THE TASKS |
1. Which usernames appear as post authors in the forum thread on discount plows below? List each distinct one once.
2. Continue the forum thread on discount plows below, starting right after its final line.

DOCUMENT PASSAGE |
------------------------------------------------------------------------
# Where can I get discount plows?



## corey_yvette (Dec 20, 2005)

Hi,

Does any one know where I can buy new or used plows at a cheaper price then 3,400(new) for a snoway plow or a curtis plow? I have a Jeep Liberty.

Or are plows cheaper during spring/summer time?

CR


----------



## nekos (Oct 16, 2003)

corey_yvette said:


> Hi,
> 
> Does any one know where I can buy new or used plows at a cheaper price then 3,400(new) for a snoway plow or a curtis plow? I have a Jeep Liberty.
> 
> ...


can you even put a plow on that truck ???
anyway call around all the local plow shops and ask if they sell used plows. if they don't they should know of a place that does.


----------



## Plow Meister (Oct 16, 2001)

I owuldn't put anything bigger than a Homesteader on that truck. I'm sorry but it's too small for a full size blade. I'm sure someone makes a full size for it but all you will end up doing is tearing up the truck. It's really not meant to push snow.


----------



## LINY Rob (Oct 5, 2004)

they have pretty good price control.
there is a place who sells plows on Ebay, you obviously need to pay shipping if your not lucky enough to live near them, you end up saving a little bit of money.

They changed the price on me 2 times so I elected to spend the extra money and buy it local. If you have a problem you will probably be glad you bought it local.

Otherwise try to buy a used one


----------



## DeereFarmer (Dec 12, 2005)

Truck dealerships and plow installation places always have used plowa sitting around that they are looking to get rid of. You can always try going straight to the manufacturer!


----------



## bnewell (Dec 12, 2005)

The Western Suburbanite is a Manufacturer approved plow for the Liberty


----------



## BOMBER (Dec 23, 2005)

bnewell said:


> The Western Suburbanite is a Manufacturer approved plow for the Liberty


Can you post some photos of the unibody to attachment mount area, as i'm sure several people would be interested in seeing this?!!


----------



## bnewell (Dec 12, 2005)

Here is the link to the mounting instructions

http://westernplows.com/pdf/28429_110103.pdf

Brian


----------



## bnewell (Dec 12, 2005)

here is another pic


----------



## DeereFarmer (Dec 12, 2005)

How well does that do with and in the snow? Looks great! First time I have ever seen a plow on the Liberty.:waving:


----------



## Frostysnow (Dec 21, 2004)

bnewell: what does one of those suburbinites cost? 


and on a side note i tried pm-ing you the other day but i guess u cant do that for a few more days so... im glad you joined the site, I live in lexington and am just starting to do a little bit of plowing. I just got my truck and dropped the plow (western) off at your shop. Man that is an impressive shop with some impressive trucks!! Anyways your info on this sight is greatly valued


----------



## bnewell (Dec 12, 2005)
------------------------------------------------------------------------
RECORDED INFORMATION |
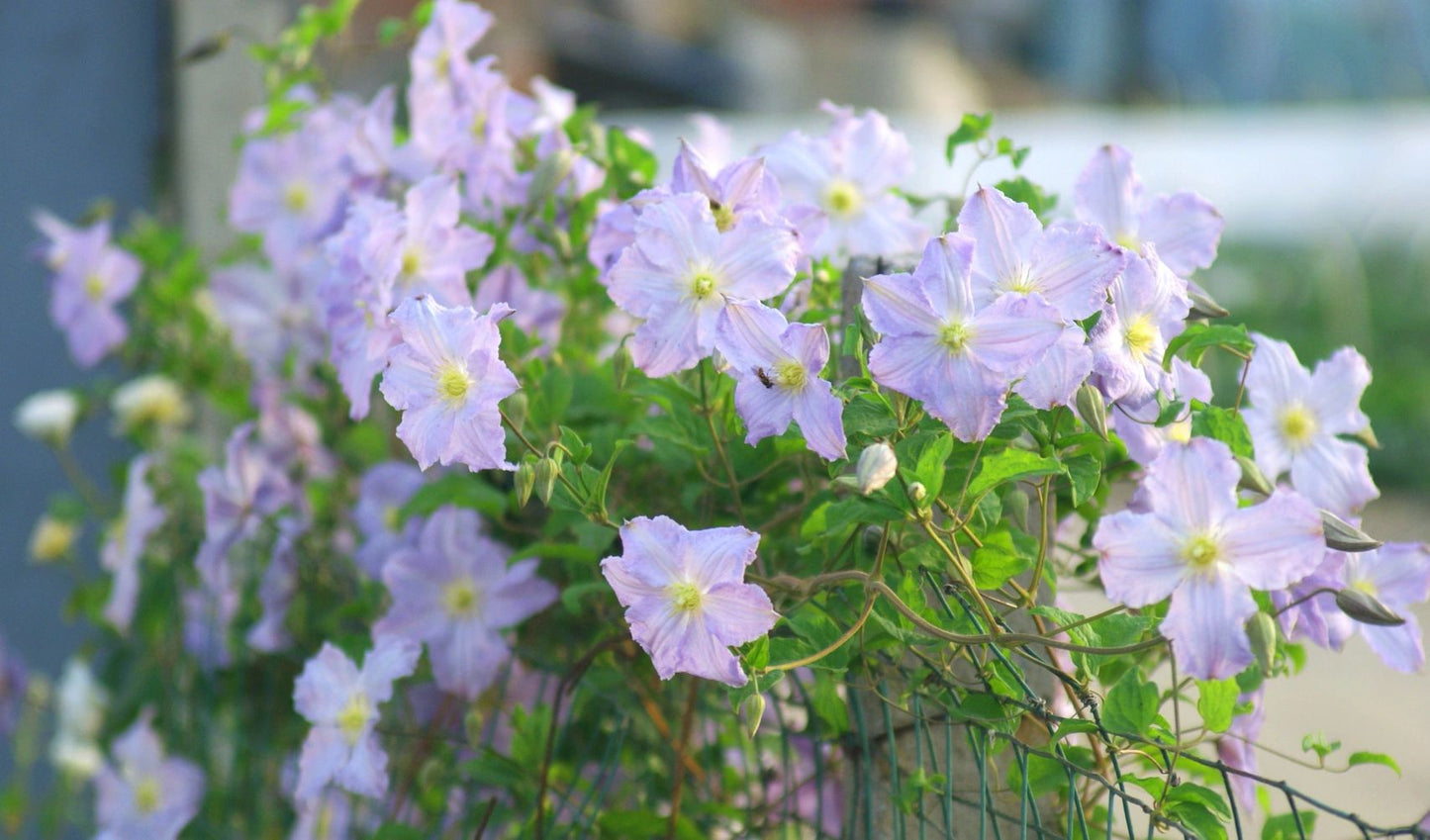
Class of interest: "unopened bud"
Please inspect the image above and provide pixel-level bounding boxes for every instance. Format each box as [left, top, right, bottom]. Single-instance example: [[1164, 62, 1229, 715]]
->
------------------------------------------------------------------------
WRITTEN RESPONSES |
1. corey_yvette, nekos, Plow Meister, LINY Rob, DeereFarmer, bnewell, BOMBER, Frostysnow

2.
Frostysnow ~ thanks for the kind words. We have been in our new location for 3 years and although we have had some growing pains I am trying to keep the small family business atmosphere alive. It has been difficult at times as I always try to make a point to see the customer/end user. 

Although I saw your plow in our lot, I am embarrassed to say that I do not know the status of it. I will follow up on it tomorrow.

In regards to the price on the Suburbanite, I do not feel comfortable in quoting a price on this site at this time. I am currently working with Sean and Mike on the different sponsorship opportunities available to us. Feel free to call me anytime at the office though.

I just recently found this site myself and though I do not consider myself an expert, I guess I do have some knowledge after 25 years in the business.

Thanks again,

Brian


----------



## MrBigStuff (Oct 4, 2005)

*Identical*

That rig is IDENTICAL to the Homesteader except the moldboard is red. I was amazed to see it the same right down to the cad plated pins in the receivers. I didn't know Fisher and Western were connected in any way...


----------



## BOMBER (Dec 23, 2005)

MrBigStuff said:


> I didn't know Fisher and Western were connected in any way...


http://www.plowsite.com/showthread.php?p=216086


----------



## lorentzlawnsnow (Aug 9, 2005)

bnewell is a class act. been dealing with them for the last few years and would recommend them to anyone in the area. the small family atmosphere is yet another reason i like going in there. even when i haven't been in there in a year, they still recognize my face and are embarassed to ask for my name. glad to have you as a member!


----------



## almostbk1stday (Dec 5, 2005)

*.*

Are those excersize resistance bands for springs???? Thats a great idea! It would be easier and quicker to replace than springs for sure!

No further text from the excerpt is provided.